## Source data
"""
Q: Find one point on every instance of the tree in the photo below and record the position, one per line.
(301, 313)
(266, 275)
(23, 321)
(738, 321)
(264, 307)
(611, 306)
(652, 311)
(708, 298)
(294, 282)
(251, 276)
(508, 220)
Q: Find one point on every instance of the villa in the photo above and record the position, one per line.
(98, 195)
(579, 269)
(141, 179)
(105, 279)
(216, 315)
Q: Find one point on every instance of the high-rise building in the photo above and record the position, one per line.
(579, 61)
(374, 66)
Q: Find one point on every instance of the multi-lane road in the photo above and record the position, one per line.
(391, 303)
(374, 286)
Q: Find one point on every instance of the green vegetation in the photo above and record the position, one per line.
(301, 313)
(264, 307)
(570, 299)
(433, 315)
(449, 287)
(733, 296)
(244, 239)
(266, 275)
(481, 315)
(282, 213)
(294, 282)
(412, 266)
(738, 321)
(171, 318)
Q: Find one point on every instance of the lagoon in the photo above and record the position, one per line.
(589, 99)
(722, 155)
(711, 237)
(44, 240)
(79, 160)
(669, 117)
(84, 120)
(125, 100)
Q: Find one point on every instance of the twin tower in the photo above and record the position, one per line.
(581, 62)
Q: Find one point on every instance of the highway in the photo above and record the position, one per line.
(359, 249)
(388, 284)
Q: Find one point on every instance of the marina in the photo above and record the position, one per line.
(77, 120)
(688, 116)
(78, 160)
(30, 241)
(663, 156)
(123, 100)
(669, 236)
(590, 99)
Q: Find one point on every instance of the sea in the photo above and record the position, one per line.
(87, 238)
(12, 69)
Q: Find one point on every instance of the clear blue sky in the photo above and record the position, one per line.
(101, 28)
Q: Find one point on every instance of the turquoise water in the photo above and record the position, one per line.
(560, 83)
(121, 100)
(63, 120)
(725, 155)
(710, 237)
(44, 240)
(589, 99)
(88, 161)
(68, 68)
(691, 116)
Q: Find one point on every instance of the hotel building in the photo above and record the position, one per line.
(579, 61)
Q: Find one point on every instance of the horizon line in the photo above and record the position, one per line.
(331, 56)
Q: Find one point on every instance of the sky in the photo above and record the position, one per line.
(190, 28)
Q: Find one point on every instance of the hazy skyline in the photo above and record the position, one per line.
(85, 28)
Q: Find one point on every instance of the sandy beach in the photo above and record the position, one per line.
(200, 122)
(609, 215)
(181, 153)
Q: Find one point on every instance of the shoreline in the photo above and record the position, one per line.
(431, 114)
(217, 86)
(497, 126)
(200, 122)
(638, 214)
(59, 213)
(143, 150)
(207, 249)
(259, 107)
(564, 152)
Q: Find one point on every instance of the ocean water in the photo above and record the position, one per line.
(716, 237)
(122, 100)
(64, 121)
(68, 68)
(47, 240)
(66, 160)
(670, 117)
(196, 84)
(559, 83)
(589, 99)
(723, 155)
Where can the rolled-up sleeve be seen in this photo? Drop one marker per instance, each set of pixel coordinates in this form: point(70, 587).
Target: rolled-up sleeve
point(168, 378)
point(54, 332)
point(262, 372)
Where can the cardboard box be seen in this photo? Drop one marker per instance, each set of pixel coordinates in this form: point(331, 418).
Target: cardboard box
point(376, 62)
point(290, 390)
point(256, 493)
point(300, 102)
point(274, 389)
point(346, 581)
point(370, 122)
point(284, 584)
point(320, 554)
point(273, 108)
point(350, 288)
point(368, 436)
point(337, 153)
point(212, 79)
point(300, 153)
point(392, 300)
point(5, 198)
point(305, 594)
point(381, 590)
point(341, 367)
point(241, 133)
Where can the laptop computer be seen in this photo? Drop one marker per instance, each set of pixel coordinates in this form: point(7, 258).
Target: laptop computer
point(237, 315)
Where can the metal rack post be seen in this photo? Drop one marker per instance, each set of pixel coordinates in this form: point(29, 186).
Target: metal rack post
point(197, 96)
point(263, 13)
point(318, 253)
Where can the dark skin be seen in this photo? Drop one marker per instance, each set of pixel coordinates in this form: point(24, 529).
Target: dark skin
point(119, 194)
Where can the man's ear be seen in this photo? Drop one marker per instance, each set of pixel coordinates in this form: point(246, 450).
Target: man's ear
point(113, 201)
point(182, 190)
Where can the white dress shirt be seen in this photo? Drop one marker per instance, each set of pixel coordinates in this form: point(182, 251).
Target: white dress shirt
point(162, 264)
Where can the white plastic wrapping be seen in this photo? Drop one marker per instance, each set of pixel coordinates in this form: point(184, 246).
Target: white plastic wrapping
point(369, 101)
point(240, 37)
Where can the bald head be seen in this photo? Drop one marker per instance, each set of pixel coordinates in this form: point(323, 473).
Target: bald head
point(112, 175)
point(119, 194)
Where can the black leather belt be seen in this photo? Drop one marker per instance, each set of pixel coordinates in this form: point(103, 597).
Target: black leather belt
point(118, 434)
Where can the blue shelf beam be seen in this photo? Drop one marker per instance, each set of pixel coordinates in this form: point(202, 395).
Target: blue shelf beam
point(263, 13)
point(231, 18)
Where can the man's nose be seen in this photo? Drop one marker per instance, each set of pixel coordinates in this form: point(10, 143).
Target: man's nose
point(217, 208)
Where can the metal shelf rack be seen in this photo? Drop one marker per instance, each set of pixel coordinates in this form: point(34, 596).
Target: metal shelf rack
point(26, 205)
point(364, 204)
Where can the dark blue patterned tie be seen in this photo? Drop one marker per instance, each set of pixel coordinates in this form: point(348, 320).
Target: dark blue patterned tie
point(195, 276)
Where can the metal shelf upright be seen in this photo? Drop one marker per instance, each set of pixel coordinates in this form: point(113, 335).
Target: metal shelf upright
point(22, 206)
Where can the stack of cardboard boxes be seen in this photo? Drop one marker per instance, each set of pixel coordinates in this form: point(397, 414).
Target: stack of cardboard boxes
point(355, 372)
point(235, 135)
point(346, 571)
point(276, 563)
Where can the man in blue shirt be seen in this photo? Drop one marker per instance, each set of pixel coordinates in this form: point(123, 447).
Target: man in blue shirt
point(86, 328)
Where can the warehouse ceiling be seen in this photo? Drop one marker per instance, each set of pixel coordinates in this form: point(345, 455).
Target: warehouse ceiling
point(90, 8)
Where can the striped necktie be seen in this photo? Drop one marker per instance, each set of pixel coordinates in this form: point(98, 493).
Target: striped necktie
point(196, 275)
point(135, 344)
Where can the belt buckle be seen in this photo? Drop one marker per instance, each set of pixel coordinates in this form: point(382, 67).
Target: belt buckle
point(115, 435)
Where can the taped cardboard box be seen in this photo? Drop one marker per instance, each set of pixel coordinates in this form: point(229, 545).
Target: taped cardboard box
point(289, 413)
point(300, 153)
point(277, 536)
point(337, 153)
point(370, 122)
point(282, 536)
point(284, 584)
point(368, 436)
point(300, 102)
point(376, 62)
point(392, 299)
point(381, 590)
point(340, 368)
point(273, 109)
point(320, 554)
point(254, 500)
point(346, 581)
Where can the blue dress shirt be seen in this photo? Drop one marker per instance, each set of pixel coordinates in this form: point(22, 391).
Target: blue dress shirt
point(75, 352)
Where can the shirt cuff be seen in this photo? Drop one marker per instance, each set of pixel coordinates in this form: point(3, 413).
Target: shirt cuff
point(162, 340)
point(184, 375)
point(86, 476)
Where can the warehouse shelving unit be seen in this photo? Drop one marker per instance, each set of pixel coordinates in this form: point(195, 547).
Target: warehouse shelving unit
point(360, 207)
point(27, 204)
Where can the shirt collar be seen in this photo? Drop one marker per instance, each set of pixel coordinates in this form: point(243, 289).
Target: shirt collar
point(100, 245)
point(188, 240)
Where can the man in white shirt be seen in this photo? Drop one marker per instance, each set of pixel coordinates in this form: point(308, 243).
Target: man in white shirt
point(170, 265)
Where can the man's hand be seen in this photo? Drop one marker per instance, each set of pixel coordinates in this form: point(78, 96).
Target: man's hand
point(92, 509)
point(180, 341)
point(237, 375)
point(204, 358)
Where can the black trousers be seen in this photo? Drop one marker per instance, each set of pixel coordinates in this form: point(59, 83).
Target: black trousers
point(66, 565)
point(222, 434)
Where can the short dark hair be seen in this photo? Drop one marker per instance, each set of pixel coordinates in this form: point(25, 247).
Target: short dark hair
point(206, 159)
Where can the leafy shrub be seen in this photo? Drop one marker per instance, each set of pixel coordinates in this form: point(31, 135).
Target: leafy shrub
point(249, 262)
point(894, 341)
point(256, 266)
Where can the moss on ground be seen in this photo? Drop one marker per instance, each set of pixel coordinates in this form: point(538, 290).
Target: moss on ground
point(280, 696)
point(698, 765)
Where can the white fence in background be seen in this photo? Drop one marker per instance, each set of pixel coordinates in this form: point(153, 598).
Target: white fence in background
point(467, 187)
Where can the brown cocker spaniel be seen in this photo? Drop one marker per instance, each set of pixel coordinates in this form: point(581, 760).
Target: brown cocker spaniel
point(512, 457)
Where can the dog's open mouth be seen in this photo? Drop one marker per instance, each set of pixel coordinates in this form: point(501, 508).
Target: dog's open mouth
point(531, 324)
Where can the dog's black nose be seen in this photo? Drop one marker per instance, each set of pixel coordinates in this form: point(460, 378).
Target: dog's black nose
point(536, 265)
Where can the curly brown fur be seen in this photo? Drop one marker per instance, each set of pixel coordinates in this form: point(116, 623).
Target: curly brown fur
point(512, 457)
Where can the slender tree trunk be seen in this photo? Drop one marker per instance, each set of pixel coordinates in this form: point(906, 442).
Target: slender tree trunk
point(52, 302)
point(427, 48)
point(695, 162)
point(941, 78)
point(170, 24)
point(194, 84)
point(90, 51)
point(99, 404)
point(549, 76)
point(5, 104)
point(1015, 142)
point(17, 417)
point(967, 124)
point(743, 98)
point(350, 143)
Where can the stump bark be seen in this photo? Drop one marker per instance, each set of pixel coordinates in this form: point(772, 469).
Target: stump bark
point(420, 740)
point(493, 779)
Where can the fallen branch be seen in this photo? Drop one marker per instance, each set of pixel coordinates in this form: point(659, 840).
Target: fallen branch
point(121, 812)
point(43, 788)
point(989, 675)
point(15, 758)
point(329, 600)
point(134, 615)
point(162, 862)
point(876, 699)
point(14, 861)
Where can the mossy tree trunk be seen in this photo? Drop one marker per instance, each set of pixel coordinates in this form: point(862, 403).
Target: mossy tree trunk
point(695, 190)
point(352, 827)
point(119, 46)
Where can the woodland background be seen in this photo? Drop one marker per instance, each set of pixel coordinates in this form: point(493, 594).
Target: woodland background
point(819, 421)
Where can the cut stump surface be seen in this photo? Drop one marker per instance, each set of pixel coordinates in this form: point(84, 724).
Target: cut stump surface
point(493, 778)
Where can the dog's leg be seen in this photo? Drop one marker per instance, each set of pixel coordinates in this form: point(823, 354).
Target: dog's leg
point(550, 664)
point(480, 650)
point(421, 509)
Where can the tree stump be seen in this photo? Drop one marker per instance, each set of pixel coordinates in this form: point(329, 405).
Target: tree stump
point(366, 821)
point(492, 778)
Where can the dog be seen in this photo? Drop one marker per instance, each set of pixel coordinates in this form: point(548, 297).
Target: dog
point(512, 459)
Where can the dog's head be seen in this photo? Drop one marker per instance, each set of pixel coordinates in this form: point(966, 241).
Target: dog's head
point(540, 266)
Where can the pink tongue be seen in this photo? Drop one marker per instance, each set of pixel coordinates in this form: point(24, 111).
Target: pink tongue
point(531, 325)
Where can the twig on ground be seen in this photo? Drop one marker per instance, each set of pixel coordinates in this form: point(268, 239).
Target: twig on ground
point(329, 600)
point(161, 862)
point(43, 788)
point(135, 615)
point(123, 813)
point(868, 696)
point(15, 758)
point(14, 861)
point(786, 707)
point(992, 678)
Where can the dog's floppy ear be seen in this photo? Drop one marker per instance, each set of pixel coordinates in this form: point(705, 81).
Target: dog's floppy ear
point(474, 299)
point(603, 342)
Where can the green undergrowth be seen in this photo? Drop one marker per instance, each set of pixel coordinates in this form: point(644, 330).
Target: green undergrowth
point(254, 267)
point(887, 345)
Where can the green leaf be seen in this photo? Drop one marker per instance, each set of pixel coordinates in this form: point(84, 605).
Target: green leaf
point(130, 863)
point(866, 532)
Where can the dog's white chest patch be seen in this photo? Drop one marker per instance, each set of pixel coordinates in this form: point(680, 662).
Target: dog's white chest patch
"""
## Task details
Among the entries, how many lines include the word "patch"? Give only the number.

## Task answer
2